## begin Records supplied
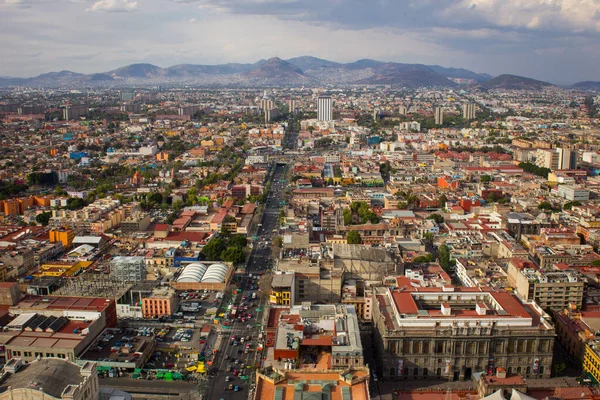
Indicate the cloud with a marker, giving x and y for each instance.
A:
(113, 6)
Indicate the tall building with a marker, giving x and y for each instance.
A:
(439, 115)
(74, 112)
(567, 158)
(455, 332)
(324, 108)
(469, 111)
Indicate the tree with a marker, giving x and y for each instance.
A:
(347, 217)
(444, 255)
(354, 238)
(43, 218)
(437, 218)
(235, 255)
(155, 198)
(213, 249)
(238, 241)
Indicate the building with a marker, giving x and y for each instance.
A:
(63, 235)
(324, 108)
(551, 290)
(74, 112)
(439, 115)
(162, 301)
(49, 379)
(573, 193)
(591, 361)
(324, 336)
(127, 269)
(274, 384)
(567, 158)
(453, 333)
(282, 289)
(469, 111)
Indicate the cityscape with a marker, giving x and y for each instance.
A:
(282, 200)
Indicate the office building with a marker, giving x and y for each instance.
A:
(469, 111)
(324, 108)
(49, 379)
(567, 158)
(453, 333)
(439, 115)
(74, 112)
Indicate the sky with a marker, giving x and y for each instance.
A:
(553, 40)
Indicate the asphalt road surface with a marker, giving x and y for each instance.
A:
(259, 260)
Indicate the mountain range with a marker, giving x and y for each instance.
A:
(298, 71)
## end Records supplied
◆ Request ◆
Reproduce the material verbatim from the line containing "Indicate the mountain" up to and including the final line of the material.

◆ Solution to this problem ◆
Indicate the mountain range with a marker, giving x and y for each instance.
A:
(298, 71)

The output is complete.